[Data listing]
◇ ◇ ◇

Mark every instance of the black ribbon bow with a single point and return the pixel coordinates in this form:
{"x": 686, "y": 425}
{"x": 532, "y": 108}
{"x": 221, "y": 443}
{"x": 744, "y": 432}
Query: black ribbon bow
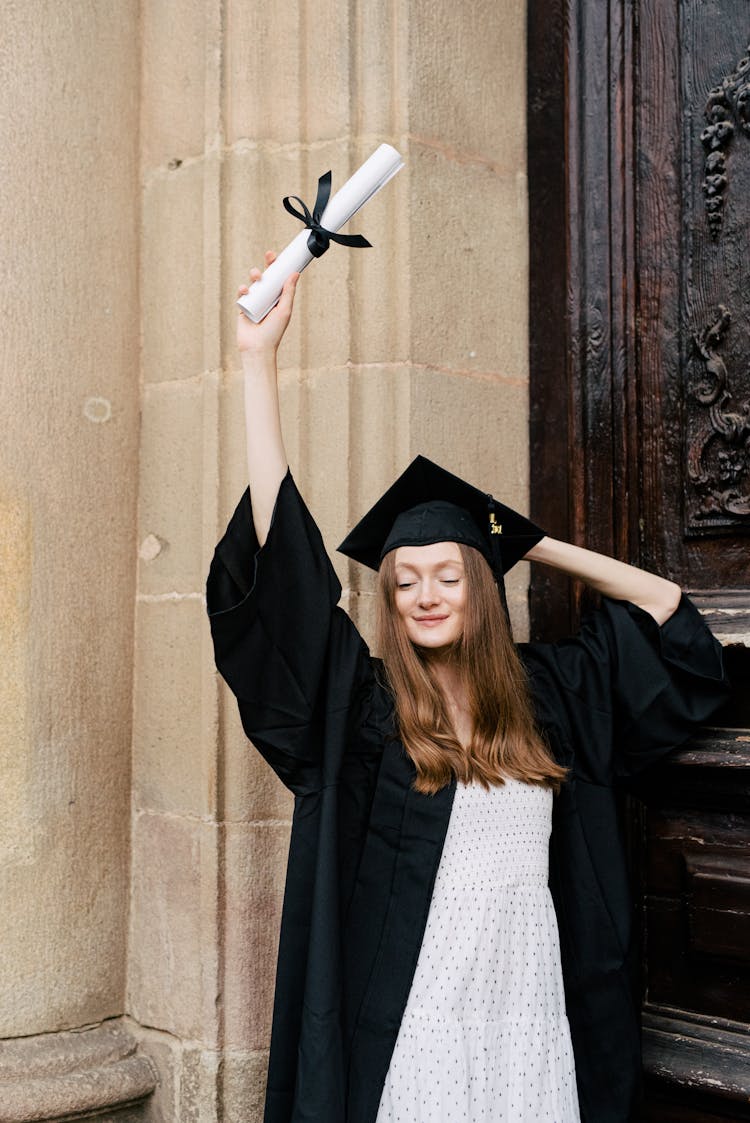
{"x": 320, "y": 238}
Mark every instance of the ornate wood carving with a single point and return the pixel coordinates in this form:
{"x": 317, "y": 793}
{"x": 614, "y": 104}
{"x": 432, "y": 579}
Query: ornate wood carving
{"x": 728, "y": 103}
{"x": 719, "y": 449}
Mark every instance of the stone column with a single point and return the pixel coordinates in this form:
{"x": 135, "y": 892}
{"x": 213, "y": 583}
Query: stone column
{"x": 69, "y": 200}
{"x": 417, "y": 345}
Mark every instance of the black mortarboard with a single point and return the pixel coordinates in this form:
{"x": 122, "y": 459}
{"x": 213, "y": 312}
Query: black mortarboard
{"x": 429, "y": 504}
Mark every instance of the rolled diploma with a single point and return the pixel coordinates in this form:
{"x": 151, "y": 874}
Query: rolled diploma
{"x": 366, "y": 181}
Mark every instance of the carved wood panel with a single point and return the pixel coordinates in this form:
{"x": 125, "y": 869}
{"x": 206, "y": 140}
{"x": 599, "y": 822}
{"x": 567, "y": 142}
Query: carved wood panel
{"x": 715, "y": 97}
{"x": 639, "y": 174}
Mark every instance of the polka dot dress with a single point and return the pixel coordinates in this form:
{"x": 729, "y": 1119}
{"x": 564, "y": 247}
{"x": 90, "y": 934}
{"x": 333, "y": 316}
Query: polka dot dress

◇ ◇ ◇

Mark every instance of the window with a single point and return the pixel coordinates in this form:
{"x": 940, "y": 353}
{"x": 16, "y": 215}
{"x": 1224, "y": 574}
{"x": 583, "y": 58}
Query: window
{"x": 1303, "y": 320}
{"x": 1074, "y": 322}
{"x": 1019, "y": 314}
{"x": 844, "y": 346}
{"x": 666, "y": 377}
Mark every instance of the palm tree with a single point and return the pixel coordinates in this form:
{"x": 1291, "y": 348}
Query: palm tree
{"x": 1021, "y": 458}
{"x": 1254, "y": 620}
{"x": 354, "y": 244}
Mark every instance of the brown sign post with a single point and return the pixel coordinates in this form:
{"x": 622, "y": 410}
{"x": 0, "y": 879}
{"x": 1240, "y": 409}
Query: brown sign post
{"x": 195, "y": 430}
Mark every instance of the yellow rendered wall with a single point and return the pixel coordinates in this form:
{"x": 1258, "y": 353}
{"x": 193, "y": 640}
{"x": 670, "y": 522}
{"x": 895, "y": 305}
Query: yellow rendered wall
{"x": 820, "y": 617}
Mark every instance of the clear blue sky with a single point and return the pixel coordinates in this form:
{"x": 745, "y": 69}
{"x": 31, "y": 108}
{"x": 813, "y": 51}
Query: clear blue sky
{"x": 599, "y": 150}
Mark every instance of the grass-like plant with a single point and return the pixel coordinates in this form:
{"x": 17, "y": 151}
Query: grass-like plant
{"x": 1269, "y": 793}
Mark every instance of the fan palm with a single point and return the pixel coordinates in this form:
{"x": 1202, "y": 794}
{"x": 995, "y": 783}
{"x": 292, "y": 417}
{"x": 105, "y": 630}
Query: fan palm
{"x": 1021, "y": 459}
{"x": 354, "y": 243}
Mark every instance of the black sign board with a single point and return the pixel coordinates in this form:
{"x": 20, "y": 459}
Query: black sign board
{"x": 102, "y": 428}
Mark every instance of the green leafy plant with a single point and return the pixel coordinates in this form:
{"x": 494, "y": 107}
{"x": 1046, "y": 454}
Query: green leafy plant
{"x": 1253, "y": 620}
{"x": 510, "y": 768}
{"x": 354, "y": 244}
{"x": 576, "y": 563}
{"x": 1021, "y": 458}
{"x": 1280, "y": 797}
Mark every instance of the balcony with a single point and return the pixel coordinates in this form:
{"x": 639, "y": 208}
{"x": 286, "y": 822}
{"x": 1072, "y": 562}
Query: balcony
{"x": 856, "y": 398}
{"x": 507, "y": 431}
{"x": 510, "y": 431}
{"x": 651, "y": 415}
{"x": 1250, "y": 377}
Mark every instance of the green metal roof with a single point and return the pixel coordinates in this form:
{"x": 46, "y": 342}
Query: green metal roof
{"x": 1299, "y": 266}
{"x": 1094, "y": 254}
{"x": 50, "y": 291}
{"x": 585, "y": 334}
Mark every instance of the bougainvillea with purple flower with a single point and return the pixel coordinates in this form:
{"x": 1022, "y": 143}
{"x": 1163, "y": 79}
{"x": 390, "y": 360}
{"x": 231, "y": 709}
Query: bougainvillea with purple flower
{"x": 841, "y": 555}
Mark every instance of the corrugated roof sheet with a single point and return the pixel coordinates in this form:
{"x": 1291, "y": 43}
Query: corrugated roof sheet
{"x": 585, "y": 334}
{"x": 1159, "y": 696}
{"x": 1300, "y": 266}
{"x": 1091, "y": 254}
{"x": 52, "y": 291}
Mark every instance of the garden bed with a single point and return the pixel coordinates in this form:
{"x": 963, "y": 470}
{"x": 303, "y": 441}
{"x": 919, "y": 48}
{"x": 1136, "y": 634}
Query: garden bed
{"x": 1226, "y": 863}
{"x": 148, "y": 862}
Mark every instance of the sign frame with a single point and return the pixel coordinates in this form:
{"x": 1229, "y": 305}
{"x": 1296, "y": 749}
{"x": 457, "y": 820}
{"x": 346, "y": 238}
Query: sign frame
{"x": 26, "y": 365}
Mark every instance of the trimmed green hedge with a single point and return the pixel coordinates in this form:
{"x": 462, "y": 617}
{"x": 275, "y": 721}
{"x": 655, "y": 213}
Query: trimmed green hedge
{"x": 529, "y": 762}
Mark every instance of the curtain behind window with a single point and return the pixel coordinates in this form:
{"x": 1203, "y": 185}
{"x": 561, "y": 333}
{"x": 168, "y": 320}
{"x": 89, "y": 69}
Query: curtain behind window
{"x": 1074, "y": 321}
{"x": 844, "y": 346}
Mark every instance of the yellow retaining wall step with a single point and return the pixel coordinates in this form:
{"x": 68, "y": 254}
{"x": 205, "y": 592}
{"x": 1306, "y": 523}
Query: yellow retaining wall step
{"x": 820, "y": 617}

◇ ◇ ◇

**What is expected**
Convert the lines starting at the one that contains "Mark every instance of the black ribbon" and ending at the one that contains "Query: polka dot dress" into a JSON list of strings, with one string per line and no blank lines. Leave the pictures out.

**Output**
[
  "Mark every instance of the black ribbon bow with a single point and return the pixel coordinates in this form:",
  "{\"x\": 686, \"y\": 425}",
  "{\"x\": 532, \"y\": 108}",
  "{\"x\": 221, \"y\": 443}",
  "{\"x\": 744, \"y\": 432}",
  "Query: black ribbon bow",
  "{\"x\": 320, \"y\": 238}",
  "Mark every instance of the ornate wood carving with a single point and return the pixel coordinates in this form:",
  "{\"x\": 317, \"y\": 793}",
  "{\"x\": 614, \"y\": 104}",
  "{\"x\": 432, \"y\": 579}",
  "Query: ornate wood carving",
  "{\"x\": 728, \"y\": 103}",
  "{\"x\": 719, \"y\": 449}",
  "Mark every instance of the stone column with a single point and return the pixel coordinates in this form:",
  "{\"x\": 135, \"y\": 892}",
  "{\"x\": 213, \"y\": 583}",
  "Query: stone column",
  "{\"x\": 69, \"y\": 200}",
  "{\"x\": 417, \"y\": 345}",
  "Mark every instance of the black mortarboard with a single point and return the pixel coordinates in this form:",
  "{\"x\": 122, \"y\": 459}",
  "{\"x\": 213, \"y\": 312}",
  "Query: black mortarboard",
  "{\"x\": 429, \"y\": 504}",
  "Mark every instance of the rolled diploma with a single point and return the pixel coordinates in this form:",
  "{\"x\": 151, \"y\": 874}",
  "Query: rolled diploma",
  "{\"x\": 366, \"y\": 181}",
  "Mark every instance of the carved wood panel with a single point and return the pixel coordinates in this form:",
  "{\"x\": 125, \"y\": 869}",
  "{\"x\": 206, \"y\": 140}",
  "{\"x\": 599, \"y\": 822}",
  "{\"x\": 567, \"y\": 142}",
  "Query: carved wood panel",
  "{\"x\": 715, \"y\": 97}",
  "{\"x\": 639, \"y\": 174}",
  "Mark every instance of the polka dot dress with a single point and return the pixel coordinates in this form:",
  "{\"x\": 729, \"y\": 1119}",
  "{\"x\": 564, \"y\": 247}",
  "{\"x\": 90, \"y\": 934}",
  "{\"x\": 333, \"y\": 316}",
  "Query: polka dot dress"
]